• [TASK TO CARRY OUT] Your answer should give again, exactly, the lines from the beginning of the entries below through the line containing "Target: daffodil petal.". It must contain no pictures.

*** GIVEN ENTRIES Section Begins ***

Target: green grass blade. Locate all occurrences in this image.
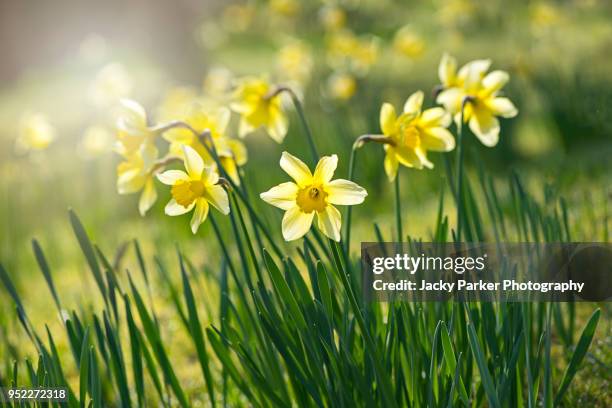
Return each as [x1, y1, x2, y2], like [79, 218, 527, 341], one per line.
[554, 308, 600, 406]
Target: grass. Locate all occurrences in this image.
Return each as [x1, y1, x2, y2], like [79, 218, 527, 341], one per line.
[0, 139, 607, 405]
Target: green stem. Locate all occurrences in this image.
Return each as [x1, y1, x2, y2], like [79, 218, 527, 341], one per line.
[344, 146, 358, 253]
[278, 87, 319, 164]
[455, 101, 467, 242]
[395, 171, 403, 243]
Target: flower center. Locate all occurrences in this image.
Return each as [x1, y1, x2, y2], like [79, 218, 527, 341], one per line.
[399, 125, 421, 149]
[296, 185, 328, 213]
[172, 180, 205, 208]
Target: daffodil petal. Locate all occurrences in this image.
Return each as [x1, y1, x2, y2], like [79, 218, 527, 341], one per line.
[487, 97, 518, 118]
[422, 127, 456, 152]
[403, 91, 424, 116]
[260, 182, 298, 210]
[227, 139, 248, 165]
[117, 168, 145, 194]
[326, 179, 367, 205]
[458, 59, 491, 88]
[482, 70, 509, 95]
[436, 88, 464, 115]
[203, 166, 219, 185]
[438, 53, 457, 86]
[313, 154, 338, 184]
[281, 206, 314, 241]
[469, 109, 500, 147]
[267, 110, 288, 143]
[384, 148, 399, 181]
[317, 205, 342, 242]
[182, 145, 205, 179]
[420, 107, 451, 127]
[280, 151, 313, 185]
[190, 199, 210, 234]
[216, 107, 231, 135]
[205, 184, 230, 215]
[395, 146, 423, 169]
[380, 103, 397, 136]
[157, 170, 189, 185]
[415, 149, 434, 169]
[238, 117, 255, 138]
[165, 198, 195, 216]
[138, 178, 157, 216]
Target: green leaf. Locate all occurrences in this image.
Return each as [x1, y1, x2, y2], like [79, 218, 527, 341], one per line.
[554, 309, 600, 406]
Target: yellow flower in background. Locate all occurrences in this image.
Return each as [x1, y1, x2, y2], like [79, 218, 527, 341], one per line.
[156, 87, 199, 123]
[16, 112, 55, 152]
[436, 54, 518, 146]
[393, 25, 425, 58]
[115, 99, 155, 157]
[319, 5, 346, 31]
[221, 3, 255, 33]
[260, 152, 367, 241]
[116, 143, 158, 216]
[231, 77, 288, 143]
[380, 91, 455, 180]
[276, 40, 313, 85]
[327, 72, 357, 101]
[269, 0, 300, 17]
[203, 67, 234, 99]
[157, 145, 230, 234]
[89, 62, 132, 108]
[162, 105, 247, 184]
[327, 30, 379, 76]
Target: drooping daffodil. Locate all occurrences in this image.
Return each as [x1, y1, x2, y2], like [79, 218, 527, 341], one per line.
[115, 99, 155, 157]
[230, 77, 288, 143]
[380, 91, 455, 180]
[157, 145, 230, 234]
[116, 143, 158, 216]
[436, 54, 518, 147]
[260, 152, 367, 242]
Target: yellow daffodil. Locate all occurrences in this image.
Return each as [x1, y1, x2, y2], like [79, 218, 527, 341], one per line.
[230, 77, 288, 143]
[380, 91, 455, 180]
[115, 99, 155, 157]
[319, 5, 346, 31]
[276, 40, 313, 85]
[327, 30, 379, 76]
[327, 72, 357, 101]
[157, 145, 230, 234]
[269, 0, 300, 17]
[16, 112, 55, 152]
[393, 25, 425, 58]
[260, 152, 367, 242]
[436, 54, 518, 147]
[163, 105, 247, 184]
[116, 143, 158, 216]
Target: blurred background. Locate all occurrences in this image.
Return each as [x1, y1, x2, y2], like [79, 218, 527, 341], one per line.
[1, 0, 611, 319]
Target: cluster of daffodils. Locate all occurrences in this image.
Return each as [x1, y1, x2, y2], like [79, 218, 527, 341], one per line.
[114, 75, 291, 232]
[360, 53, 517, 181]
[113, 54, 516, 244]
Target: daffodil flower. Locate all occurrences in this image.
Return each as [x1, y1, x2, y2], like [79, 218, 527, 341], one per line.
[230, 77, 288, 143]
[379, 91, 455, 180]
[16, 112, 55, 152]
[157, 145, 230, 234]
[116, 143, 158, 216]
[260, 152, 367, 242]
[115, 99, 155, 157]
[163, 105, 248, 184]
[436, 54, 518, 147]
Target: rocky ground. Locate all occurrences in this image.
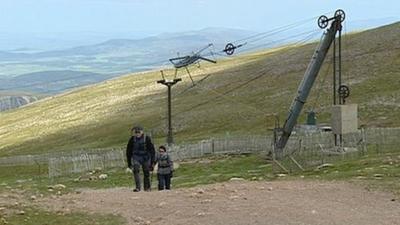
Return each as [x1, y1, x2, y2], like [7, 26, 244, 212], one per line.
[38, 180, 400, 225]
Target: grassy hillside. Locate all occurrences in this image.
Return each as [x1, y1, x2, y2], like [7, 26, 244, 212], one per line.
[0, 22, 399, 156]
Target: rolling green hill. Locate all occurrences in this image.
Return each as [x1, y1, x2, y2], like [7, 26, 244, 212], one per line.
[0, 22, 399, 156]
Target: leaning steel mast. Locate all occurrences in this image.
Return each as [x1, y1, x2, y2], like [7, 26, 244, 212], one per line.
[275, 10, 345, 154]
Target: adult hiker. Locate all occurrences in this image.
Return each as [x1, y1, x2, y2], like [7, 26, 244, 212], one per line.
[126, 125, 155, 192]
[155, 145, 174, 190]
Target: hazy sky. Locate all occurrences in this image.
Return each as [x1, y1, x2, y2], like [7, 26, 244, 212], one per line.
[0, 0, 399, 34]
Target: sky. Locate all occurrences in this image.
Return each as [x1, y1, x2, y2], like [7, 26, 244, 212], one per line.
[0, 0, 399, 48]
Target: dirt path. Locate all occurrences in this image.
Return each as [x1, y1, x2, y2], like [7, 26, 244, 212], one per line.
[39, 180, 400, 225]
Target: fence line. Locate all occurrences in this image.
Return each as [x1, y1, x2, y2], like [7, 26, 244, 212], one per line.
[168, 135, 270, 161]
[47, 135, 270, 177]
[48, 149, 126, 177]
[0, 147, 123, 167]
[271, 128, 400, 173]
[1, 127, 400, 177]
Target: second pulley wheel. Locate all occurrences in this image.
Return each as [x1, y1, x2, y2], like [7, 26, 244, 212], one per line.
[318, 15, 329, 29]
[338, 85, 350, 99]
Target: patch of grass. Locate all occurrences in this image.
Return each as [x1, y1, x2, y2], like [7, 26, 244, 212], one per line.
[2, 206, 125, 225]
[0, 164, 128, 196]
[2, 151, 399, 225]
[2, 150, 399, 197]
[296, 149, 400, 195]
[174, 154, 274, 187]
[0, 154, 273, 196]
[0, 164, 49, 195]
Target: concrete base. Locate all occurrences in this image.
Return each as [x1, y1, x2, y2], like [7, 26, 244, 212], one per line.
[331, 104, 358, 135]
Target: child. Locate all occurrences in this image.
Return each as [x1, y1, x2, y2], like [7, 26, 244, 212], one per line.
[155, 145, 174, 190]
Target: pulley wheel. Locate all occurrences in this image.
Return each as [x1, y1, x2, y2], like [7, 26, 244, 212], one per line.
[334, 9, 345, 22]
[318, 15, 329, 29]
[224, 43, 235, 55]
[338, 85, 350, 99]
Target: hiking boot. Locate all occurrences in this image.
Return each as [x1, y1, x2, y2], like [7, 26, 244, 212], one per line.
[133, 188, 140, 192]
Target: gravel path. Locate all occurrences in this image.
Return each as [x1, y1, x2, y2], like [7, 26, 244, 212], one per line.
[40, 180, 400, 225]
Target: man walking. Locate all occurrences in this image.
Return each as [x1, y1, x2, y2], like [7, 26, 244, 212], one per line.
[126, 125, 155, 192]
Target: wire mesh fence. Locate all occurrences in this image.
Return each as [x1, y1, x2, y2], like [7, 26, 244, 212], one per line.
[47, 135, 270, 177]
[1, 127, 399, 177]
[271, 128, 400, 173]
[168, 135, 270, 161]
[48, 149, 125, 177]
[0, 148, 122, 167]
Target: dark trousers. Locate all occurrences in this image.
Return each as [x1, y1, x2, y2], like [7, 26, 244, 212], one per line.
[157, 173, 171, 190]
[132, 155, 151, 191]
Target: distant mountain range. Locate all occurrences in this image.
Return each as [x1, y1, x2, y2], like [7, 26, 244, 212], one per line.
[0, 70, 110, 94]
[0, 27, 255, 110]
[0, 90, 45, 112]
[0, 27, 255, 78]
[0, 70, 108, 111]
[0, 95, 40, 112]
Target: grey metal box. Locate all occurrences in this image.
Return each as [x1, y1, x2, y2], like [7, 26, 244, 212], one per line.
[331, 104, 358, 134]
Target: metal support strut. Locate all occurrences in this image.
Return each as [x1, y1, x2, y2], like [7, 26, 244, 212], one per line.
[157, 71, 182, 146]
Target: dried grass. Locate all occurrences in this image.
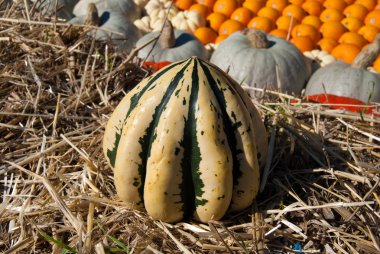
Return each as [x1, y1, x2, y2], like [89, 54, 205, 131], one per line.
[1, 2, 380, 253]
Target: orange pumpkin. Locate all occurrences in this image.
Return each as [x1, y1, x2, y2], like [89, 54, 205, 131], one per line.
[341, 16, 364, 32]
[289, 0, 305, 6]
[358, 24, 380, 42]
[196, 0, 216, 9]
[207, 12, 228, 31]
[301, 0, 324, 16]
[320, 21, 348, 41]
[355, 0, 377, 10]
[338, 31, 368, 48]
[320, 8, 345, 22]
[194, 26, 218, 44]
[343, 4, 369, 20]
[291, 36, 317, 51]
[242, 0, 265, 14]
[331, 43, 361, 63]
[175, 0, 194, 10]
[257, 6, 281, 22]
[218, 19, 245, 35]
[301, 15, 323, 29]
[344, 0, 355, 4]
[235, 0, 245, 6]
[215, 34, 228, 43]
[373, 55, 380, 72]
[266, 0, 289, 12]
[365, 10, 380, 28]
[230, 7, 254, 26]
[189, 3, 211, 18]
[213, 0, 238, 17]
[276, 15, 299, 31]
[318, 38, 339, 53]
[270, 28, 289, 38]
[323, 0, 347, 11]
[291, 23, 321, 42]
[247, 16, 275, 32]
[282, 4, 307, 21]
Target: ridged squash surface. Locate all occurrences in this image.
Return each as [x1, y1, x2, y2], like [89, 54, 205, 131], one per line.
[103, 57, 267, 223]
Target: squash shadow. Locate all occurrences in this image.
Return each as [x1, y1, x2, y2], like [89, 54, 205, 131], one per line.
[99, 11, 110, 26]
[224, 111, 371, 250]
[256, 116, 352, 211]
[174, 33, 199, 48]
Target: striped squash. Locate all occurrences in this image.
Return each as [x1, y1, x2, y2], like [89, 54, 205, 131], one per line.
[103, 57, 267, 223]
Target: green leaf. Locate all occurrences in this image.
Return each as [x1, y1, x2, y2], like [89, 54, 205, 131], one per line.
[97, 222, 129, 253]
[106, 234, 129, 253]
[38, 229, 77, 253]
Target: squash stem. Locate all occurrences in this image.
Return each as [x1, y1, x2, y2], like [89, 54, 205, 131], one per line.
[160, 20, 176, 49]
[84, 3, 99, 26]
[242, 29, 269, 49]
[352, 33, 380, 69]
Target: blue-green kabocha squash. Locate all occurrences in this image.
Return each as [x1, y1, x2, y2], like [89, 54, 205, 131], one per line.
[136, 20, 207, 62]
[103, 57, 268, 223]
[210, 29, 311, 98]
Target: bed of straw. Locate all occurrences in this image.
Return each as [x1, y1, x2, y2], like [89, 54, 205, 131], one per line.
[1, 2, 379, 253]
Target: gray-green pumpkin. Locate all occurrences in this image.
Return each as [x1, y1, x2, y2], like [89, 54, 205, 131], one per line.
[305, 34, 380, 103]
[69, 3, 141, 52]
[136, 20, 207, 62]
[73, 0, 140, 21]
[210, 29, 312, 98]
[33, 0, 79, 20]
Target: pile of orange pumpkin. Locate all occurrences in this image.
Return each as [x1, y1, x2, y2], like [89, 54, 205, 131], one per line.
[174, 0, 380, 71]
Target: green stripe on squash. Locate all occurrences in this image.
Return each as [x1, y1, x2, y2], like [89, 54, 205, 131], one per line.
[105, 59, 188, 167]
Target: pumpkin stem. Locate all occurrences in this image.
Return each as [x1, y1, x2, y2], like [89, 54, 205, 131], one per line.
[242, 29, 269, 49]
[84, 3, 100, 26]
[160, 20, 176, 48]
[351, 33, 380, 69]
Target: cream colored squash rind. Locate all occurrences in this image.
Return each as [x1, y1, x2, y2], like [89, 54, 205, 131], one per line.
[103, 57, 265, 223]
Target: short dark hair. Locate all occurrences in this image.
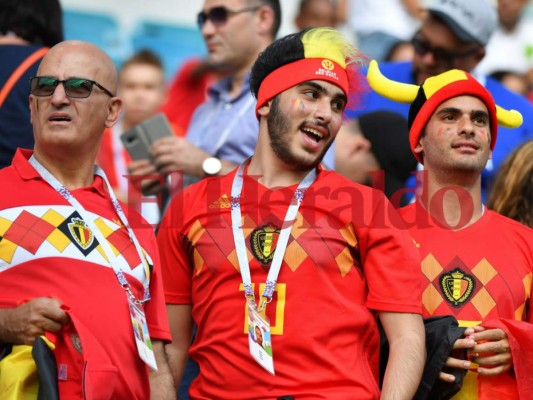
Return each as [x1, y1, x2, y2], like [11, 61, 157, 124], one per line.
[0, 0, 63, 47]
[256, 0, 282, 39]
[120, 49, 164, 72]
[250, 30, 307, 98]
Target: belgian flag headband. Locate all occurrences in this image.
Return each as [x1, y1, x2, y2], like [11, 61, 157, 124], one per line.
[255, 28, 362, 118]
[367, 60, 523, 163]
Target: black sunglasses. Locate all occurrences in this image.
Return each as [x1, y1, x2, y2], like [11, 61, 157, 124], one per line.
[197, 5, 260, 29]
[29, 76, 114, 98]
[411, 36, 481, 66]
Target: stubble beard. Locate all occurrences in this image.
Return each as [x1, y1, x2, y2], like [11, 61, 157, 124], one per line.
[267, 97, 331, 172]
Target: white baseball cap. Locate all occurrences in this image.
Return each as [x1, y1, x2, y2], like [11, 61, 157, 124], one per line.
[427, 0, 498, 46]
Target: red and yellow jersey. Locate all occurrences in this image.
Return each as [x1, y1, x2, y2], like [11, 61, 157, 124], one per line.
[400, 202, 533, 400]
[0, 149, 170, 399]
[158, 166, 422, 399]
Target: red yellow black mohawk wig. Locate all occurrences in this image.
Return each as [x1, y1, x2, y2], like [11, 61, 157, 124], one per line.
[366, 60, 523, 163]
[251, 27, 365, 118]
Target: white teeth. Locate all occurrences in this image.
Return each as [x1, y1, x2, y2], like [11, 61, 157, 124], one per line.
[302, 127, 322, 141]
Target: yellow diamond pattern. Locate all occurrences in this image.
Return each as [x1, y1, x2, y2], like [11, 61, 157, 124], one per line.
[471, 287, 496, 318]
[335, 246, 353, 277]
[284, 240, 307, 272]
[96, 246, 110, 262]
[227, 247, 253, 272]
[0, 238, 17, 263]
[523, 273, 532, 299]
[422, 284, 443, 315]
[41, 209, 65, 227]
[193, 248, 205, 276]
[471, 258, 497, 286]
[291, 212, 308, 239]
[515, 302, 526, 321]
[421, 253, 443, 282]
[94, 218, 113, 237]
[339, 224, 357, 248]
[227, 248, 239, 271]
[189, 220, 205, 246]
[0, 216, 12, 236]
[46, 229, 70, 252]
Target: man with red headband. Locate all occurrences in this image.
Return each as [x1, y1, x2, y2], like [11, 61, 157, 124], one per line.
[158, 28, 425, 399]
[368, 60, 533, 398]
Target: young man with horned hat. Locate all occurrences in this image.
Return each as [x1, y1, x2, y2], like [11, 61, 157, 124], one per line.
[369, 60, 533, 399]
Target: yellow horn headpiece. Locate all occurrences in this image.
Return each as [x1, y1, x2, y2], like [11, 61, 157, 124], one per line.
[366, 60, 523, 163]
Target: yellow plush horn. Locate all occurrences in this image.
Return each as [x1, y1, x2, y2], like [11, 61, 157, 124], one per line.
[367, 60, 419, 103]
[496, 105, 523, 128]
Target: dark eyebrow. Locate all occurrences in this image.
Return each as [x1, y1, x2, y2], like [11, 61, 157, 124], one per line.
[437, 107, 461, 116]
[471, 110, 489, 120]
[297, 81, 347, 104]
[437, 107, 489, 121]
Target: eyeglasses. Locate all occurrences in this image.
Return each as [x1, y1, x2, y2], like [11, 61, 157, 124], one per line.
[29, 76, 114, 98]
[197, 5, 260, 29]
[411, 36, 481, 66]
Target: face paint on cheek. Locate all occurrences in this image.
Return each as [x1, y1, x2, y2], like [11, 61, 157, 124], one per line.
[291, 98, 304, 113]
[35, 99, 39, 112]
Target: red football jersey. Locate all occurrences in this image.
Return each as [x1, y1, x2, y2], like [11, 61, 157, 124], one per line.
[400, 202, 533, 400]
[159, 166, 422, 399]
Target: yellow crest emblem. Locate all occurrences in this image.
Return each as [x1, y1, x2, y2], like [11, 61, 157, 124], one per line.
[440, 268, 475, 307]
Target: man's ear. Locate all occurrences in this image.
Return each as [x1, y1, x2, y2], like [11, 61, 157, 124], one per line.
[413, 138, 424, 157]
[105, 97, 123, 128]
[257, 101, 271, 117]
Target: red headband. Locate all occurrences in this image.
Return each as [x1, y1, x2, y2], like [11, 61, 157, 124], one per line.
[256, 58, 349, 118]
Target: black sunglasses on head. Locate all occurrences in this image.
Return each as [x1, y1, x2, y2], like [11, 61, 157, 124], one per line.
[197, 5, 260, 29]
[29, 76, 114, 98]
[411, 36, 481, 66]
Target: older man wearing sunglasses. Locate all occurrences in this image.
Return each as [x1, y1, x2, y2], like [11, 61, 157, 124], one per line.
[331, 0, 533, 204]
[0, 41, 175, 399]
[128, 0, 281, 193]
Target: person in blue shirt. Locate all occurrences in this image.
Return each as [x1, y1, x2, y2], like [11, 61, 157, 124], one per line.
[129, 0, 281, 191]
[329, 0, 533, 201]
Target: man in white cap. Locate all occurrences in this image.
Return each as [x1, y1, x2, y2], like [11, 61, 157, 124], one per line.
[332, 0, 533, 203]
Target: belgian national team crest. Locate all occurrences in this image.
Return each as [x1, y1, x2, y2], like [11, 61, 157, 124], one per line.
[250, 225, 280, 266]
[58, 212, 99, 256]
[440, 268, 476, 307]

*** GIVEN ENTRIES Section Ends ***

• [RESULT BELOW]
Target: green grass blade. Locate all occurrences in this image.
Return each as [x1, y1, x2, y2], like [79, 218, 527, 341], one per line.
[554, 308, 600, 406]
Target: grass. Locate all occurrences in this image.
Return each as [x1, y1, x2, y2], like [79, 218, 527, 341], one per line.
[0, 139, 607, 405]
Target: green stem. Locate all occurrences in this image.
Return each as [x1, y1, x2, y2], like [79, 218, 527, 341], one per line.
[344, 146, 358, 253]
[278, 87, 319, 164]
[455, 101, 467, 242]
[395, 171, 403, 243]
Target: flower center. Locate all occurrences in this image.
Return each as [x1, y1, x2, y2], like [79, 218, 527, 341], one per line.
[399, 125, 421, 149]
[296, 185, 328, 213]
[172, 180, 205, 208]
Target: daffodil petal. Locate all occurrences in this image.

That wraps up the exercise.